DESCRIPTION OF THE TASK: Return every line from the items below that contains the string "roof" with matching case, copying each line in full.

STORED ROWS:
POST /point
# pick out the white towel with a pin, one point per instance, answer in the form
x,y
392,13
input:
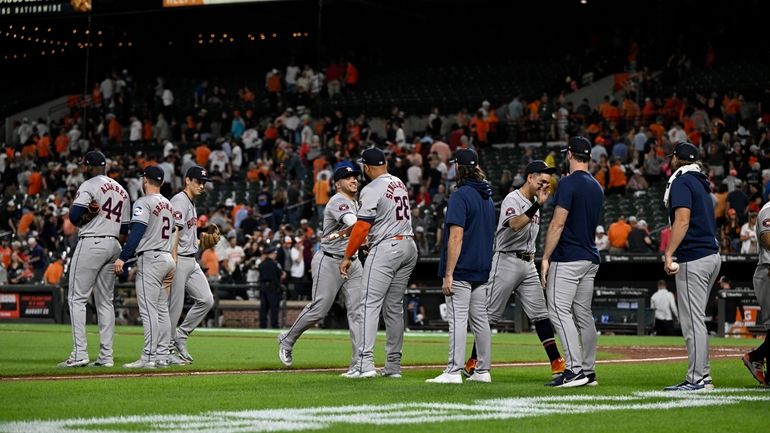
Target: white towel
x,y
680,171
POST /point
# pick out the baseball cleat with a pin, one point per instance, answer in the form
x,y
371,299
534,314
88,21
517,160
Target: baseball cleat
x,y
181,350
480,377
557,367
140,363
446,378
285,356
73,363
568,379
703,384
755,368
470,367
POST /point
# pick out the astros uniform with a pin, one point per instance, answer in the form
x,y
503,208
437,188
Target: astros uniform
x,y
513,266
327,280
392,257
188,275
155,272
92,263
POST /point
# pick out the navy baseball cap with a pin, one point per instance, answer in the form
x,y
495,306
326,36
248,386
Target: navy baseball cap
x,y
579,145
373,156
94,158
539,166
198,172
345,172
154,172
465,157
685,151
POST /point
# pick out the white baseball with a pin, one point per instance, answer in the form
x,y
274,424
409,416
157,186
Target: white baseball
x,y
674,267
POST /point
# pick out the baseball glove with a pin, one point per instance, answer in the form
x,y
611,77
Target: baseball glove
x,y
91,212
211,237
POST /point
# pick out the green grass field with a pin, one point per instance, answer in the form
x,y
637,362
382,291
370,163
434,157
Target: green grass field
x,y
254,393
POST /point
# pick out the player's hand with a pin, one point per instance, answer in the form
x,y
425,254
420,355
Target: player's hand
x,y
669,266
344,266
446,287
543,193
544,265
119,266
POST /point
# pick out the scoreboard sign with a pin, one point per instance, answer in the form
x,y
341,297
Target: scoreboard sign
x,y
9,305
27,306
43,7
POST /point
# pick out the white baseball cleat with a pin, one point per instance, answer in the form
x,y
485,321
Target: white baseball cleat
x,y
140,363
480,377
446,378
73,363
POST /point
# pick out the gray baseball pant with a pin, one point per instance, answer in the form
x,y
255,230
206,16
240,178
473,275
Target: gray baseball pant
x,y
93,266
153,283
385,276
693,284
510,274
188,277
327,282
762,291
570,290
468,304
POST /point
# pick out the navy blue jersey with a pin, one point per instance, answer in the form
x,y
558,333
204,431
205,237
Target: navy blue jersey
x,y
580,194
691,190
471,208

...

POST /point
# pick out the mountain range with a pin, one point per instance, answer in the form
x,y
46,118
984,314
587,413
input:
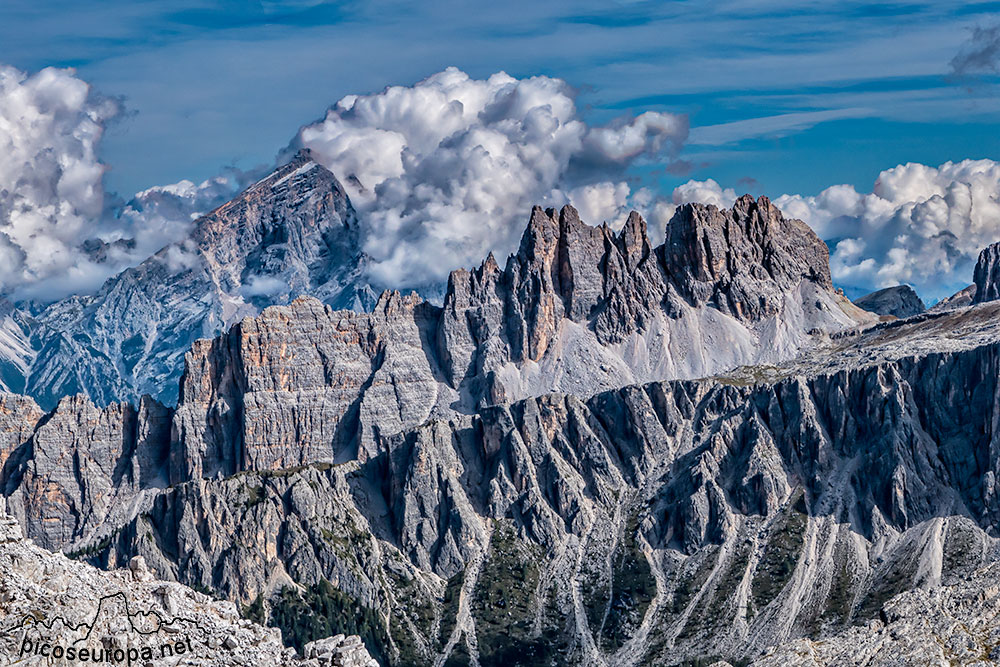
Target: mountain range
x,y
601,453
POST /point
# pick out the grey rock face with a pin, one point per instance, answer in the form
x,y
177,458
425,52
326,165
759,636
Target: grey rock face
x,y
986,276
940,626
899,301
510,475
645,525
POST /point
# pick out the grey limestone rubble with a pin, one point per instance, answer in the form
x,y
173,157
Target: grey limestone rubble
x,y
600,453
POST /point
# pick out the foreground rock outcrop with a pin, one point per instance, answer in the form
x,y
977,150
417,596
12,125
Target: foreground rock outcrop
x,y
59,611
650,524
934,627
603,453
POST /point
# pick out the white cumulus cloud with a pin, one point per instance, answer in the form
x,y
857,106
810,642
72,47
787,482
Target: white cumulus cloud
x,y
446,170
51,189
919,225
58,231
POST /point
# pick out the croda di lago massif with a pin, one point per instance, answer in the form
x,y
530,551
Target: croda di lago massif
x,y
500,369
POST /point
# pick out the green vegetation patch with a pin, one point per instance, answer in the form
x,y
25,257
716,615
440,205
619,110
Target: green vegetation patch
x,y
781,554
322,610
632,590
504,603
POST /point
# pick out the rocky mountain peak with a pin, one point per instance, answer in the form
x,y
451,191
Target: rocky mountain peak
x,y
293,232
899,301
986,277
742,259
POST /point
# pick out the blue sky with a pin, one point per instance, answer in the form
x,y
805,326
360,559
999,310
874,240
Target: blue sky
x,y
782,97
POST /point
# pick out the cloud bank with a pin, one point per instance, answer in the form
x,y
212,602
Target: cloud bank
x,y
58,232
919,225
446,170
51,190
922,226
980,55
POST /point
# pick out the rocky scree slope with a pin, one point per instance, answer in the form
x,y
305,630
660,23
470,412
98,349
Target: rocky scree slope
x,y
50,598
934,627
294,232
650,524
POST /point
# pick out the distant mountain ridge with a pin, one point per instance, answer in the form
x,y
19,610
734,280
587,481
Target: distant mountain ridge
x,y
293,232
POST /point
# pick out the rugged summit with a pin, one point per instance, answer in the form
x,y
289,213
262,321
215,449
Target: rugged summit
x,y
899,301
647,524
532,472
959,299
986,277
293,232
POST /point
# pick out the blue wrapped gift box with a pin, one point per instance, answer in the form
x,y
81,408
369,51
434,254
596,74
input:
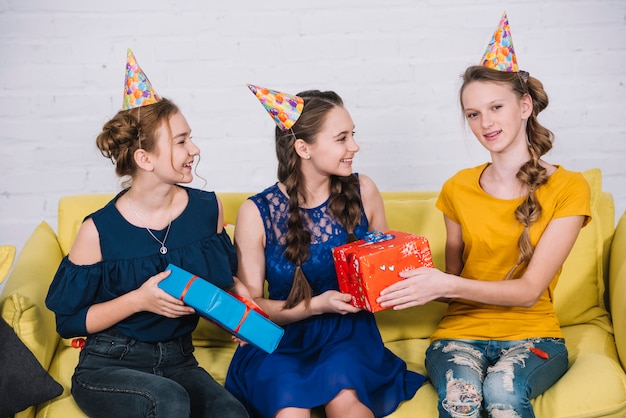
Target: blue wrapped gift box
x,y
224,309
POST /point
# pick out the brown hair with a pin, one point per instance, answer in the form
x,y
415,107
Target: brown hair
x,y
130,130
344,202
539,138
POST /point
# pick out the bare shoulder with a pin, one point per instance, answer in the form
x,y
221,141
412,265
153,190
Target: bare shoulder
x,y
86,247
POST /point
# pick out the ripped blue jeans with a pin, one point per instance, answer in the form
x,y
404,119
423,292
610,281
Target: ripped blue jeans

---

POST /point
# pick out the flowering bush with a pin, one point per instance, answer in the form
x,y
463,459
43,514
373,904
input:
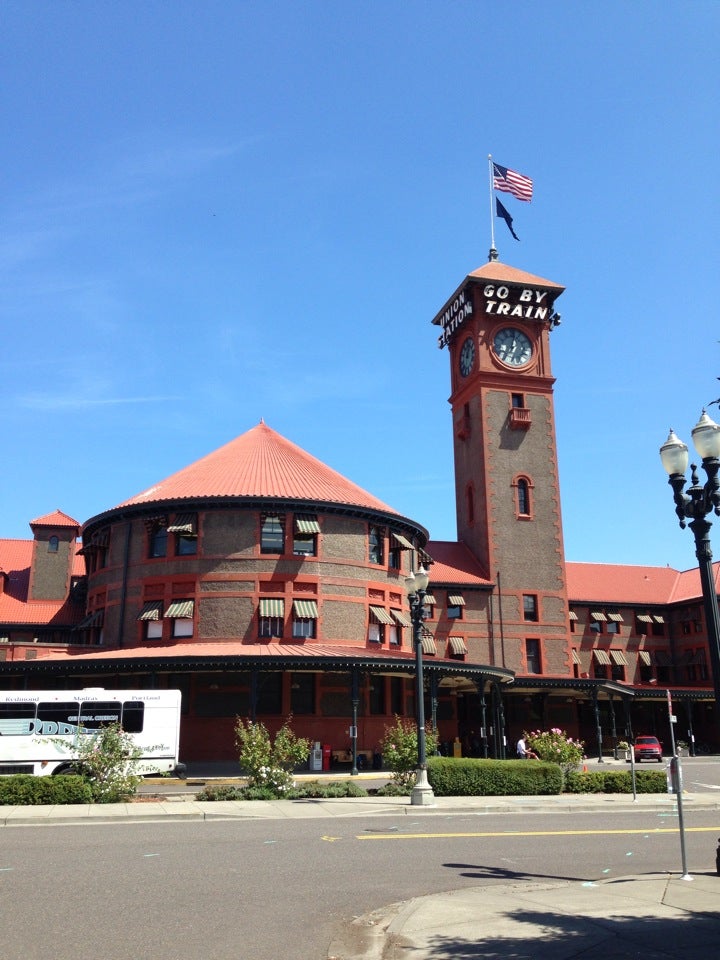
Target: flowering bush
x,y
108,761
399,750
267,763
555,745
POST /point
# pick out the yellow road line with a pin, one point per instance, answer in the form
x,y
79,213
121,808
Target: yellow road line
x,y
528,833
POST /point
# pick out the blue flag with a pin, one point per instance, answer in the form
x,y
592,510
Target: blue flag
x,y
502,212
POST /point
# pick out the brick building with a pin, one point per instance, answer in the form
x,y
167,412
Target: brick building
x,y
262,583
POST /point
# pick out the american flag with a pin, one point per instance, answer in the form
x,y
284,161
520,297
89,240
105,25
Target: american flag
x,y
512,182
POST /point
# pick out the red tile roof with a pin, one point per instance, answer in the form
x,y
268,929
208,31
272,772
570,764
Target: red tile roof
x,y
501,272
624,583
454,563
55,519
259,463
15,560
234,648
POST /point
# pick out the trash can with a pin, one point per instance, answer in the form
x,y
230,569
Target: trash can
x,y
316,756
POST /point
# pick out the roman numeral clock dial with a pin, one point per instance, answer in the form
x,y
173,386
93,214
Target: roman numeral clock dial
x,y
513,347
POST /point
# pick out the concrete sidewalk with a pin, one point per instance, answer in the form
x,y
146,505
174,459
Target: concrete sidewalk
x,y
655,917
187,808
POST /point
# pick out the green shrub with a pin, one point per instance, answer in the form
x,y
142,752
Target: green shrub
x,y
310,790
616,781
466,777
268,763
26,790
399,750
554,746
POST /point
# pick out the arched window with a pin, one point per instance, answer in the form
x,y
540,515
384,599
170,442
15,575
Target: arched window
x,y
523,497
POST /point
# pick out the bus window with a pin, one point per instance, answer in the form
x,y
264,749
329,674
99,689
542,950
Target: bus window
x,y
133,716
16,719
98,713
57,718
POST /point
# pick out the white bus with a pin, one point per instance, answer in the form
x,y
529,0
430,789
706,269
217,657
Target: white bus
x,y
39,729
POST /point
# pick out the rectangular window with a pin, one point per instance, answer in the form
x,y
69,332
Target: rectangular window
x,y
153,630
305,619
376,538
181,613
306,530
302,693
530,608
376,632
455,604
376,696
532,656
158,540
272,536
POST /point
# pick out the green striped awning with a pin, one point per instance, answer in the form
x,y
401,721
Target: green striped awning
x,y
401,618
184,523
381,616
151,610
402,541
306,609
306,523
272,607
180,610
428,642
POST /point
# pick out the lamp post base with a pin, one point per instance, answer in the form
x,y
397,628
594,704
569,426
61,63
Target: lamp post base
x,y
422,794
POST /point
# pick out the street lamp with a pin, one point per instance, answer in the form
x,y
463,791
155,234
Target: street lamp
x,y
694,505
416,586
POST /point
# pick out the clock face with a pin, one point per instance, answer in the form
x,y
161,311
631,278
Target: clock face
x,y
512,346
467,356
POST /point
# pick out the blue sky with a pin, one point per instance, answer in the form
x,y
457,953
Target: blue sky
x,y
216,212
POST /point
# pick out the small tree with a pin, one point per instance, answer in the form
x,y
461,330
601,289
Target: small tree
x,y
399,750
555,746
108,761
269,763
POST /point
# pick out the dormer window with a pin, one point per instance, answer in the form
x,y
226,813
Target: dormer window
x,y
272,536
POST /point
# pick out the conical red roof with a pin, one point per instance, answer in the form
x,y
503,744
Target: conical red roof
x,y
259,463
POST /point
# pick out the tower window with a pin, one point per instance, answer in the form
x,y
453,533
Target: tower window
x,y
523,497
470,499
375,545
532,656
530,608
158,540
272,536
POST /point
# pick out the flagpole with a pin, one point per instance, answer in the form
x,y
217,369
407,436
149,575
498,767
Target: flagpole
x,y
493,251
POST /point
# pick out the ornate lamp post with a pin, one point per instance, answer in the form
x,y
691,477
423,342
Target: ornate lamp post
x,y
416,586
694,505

SOLUTION TO THIS EXERCISE:
# pick out the red tile roof with a pin, one point per instance, answer in the form
Target: red tile roof
# pick out the conical red roof with a pin, one point per instance, answer in the form
Target: conical red roof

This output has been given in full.